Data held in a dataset
○ ○ ○
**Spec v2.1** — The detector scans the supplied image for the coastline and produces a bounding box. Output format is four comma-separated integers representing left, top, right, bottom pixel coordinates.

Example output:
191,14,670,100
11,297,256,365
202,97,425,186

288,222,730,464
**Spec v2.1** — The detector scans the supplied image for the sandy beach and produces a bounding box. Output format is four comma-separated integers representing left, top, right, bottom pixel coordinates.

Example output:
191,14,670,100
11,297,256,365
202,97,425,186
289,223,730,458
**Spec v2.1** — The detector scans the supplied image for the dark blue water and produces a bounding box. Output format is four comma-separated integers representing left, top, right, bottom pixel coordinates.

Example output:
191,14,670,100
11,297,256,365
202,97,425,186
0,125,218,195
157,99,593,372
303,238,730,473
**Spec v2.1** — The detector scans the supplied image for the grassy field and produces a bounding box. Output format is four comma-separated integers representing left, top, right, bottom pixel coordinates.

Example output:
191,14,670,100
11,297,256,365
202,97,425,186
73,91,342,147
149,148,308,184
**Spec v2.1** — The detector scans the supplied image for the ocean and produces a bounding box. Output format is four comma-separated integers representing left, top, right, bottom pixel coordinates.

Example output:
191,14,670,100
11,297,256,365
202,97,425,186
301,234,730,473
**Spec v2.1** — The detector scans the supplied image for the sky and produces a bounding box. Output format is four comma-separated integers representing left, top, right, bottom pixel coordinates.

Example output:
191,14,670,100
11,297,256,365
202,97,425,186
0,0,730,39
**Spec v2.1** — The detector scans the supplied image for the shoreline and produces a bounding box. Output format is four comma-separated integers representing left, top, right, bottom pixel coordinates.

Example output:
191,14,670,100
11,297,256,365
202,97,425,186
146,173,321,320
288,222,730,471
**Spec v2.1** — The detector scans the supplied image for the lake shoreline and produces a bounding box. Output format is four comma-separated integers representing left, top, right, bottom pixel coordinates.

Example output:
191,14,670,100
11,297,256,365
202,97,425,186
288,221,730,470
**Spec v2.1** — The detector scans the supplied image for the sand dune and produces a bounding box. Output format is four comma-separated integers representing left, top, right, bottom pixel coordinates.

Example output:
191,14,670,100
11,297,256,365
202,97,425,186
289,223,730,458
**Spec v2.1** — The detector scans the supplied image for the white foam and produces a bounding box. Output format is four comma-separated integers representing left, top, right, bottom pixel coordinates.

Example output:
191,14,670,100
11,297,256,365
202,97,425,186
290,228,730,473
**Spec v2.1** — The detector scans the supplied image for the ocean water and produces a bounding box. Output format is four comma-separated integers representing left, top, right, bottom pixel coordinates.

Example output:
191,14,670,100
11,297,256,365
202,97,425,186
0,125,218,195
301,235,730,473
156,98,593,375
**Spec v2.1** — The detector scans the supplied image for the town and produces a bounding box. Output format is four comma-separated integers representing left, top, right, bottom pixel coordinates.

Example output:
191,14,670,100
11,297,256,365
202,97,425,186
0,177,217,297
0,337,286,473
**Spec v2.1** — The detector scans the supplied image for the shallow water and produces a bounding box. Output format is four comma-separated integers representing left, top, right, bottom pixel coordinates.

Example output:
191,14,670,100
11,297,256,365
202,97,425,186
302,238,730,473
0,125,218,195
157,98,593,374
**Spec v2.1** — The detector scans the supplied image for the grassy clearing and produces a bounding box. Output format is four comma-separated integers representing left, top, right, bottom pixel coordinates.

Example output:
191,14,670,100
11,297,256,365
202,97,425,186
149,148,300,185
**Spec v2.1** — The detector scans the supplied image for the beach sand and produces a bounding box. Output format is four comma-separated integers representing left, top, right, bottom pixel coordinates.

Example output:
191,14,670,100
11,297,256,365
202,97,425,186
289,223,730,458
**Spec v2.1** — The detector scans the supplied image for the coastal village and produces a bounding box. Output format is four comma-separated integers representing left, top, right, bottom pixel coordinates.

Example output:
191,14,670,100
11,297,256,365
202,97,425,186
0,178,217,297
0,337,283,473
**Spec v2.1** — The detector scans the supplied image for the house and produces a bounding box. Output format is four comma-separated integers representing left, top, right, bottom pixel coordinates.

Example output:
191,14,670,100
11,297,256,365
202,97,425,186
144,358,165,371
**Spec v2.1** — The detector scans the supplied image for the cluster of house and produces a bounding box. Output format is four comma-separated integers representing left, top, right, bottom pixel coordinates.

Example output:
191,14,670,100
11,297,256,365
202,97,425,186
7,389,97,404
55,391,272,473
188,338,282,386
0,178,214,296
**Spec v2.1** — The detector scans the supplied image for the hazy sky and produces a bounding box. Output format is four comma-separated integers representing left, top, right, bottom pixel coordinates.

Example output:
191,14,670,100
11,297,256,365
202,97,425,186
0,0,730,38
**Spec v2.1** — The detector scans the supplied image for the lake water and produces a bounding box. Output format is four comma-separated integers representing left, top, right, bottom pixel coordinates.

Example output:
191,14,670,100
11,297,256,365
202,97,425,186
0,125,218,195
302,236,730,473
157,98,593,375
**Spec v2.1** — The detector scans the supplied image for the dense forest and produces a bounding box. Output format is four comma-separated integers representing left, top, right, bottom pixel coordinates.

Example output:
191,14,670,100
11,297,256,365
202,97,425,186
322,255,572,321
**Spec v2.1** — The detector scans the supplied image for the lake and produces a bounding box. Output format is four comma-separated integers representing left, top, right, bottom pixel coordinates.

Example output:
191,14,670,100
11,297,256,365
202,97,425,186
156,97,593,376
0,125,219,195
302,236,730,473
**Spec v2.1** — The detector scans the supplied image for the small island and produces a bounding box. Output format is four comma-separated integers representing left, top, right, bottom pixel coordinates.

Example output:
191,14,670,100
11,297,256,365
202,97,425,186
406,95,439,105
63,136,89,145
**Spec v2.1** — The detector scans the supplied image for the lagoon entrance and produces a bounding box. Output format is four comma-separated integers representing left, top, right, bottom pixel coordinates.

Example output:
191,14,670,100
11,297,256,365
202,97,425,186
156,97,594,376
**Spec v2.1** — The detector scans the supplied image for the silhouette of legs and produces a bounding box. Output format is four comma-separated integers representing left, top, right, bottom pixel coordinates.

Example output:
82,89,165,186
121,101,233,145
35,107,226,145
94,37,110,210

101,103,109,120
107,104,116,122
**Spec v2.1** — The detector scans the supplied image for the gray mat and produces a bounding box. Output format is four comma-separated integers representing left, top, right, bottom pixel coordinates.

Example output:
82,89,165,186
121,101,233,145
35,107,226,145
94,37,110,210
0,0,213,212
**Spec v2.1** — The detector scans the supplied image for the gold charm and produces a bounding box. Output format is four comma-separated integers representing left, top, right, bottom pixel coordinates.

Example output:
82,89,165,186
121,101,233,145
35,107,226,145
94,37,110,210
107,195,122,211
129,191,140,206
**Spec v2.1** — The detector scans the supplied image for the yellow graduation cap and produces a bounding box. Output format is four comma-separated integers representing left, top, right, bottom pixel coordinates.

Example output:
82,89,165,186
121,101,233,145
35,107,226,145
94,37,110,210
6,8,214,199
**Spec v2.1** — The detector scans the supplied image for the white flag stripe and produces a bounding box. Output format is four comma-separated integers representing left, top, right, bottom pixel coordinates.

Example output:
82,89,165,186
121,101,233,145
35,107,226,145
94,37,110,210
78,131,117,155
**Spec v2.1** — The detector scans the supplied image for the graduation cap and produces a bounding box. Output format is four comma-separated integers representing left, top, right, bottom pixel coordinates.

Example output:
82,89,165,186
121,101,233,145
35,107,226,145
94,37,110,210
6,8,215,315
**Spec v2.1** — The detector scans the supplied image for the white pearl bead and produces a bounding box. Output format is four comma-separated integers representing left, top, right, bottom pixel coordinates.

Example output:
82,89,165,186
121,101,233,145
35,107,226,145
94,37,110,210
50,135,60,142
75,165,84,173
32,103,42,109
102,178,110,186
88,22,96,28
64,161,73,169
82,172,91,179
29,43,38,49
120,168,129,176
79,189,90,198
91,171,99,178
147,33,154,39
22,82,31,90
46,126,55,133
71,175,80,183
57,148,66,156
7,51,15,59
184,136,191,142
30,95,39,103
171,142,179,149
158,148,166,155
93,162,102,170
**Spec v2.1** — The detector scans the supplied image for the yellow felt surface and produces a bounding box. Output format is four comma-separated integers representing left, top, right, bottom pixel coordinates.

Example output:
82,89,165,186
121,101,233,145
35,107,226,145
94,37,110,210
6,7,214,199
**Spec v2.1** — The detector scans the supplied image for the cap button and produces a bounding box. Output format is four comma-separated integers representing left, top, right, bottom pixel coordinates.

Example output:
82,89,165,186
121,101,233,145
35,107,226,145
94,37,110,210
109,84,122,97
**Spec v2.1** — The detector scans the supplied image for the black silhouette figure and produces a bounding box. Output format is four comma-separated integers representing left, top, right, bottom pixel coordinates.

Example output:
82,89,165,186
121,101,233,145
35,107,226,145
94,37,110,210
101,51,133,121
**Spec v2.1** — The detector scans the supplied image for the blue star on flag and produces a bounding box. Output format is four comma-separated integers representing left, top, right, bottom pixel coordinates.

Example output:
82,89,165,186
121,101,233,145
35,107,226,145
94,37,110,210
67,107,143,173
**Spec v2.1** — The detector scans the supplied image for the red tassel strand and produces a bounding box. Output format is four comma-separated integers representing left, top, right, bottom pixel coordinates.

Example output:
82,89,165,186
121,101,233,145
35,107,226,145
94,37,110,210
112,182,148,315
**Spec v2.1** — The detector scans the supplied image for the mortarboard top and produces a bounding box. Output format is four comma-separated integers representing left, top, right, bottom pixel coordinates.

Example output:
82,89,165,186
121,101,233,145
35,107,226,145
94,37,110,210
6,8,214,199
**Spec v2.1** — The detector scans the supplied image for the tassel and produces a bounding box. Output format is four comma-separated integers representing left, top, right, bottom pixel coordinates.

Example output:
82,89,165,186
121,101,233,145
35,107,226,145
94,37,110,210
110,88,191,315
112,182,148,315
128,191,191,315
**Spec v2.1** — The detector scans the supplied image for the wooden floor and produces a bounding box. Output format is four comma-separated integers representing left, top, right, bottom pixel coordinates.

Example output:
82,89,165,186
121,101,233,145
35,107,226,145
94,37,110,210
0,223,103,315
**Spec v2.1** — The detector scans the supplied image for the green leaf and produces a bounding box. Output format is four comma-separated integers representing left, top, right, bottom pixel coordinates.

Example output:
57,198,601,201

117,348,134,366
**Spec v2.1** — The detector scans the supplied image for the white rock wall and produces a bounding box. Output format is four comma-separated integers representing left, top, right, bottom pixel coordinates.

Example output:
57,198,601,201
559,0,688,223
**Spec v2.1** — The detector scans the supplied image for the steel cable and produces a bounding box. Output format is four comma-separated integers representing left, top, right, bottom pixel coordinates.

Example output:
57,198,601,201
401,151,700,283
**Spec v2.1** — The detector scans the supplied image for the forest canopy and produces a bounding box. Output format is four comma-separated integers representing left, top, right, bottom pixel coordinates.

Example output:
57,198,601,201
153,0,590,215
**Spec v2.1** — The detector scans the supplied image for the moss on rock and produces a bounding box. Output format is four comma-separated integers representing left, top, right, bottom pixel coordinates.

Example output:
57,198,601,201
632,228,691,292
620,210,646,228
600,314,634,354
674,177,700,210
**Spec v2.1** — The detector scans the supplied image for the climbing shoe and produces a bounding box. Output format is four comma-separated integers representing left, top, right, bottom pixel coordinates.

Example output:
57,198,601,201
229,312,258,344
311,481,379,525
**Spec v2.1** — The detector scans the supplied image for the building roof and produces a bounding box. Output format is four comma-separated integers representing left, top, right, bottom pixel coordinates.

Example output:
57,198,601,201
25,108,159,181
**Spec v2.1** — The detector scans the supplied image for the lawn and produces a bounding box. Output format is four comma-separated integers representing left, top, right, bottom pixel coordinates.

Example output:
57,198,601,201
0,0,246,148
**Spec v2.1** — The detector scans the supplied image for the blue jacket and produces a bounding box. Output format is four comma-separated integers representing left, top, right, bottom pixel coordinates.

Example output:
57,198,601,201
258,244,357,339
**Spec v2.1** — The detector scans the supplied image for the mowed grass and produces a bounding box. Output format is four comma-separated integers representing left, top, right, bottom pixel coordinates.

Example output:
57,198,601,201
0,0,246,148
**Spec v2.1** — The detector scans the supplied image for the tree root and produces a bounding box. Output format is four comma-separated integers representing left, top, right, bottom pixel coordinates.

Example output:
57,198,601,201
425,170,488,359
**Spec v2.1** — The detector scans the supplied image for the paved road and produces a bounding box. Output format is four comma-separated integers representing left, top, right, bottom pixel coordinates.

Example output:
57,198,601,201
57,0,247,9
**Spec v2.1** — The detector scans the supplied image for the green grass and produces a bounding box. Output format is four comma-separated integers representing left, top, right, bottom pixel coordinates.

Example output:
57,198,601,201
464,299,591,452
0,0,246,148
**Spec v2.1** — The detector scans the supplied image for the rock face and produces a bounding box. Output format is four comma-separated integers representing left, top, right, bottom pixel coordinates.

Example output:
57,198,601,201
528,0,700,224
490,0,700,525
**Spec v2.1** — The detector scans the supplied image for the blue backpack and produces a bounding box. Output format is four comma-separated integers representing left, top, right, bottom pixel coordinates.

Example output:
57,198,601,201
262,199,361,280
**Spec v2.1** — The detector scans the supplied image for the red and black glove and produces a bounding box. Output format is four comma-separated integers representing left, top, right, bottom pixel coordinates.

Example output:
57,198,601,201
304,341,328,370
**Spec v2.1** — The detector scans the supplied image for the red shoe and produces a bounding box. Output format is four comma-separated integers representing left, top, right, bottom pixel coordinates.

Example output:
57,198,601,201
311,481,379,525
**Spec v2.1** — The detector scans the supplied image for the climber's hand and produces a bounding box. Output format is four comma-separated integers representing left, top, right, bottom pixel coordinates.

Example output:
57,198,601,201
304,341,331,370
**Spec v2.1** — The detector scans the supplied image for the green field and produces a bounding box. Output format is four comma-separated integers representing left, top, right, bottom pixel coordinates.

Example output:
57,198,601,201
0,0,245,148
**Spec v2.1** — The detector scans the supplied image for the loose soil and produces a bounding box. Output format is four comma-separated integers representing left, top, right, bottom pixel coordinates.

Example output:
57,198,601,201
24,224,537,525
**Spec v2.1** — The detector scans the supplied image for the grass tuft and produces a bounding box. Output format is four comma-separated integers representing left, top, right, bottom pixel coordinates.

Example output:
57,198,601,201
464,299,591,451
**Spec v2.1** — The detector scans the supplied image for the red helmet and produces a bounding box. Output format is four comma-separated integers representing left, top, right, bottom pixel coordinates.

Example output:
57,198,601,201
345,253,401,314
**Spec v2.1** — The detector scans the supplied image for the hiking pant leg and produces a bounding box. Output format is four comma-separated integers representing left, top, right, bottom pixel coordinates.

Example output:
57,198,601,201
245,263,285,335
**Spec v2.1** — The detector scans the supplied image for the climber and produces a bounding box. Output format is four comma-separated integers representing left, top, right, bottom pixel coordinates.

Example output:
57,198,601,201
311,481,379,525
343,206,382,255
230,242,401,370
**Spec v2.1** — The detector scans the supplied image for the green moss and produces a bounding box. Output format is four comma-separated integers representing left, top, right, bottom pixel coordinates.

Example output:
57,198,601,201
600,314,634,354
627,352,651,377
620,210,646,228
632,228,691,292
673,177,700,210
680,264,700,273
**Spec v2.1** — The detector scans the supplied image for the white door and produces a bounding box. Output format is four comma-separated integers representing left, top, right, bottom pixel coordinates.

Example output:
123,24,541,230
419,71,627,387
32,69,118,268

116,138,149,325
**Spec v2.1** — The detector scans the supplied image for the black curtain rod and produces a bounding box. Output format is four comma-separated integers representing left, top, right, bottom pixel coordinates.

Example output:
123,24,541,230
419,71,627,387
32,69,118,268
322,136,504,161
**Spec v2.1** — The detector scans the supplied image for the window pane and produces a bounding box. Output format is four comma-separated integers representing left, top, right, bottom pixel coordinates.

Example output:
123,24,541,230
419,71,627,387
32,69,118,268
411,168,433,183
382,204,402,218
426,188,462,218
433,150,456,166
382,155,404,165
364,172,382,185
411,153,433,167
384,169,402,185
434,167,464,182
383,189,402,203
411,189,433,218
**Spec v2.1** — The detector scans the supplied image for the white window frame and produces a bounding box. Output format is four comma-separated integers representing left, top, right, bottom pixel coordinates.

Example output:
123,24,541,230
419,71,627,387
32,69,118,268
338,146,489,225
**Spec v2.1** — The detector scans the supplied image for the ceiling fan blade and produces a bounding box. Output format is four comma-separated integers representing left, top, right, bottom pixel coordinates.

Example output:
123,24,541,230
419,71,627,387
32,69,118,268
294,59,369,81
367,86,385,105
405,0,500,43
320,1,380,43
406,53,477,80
○ ○ ○
#### What you will do:
Recast the data as a Markdown table with the columns Row and Line, starting with its first line and going on through the line with "288,222,730,464". Number each line in Row, and leave out blank lines.

#### Written solution:
| Row | Line |
|---|---|
| 1 | **Spec v2.1** — The detector scans the supplied image for the coastline and produces a bounding box. Output format is four comma-separated integers representing left, top, right, bottom pixel coordinates. |
| 2 | Example output: |
| 3 | 191,14,670,100 |
| 4 | 11,297,256,365 |
| 5 | 202,97,425,186 |
| 6 | 288,222,730,464 |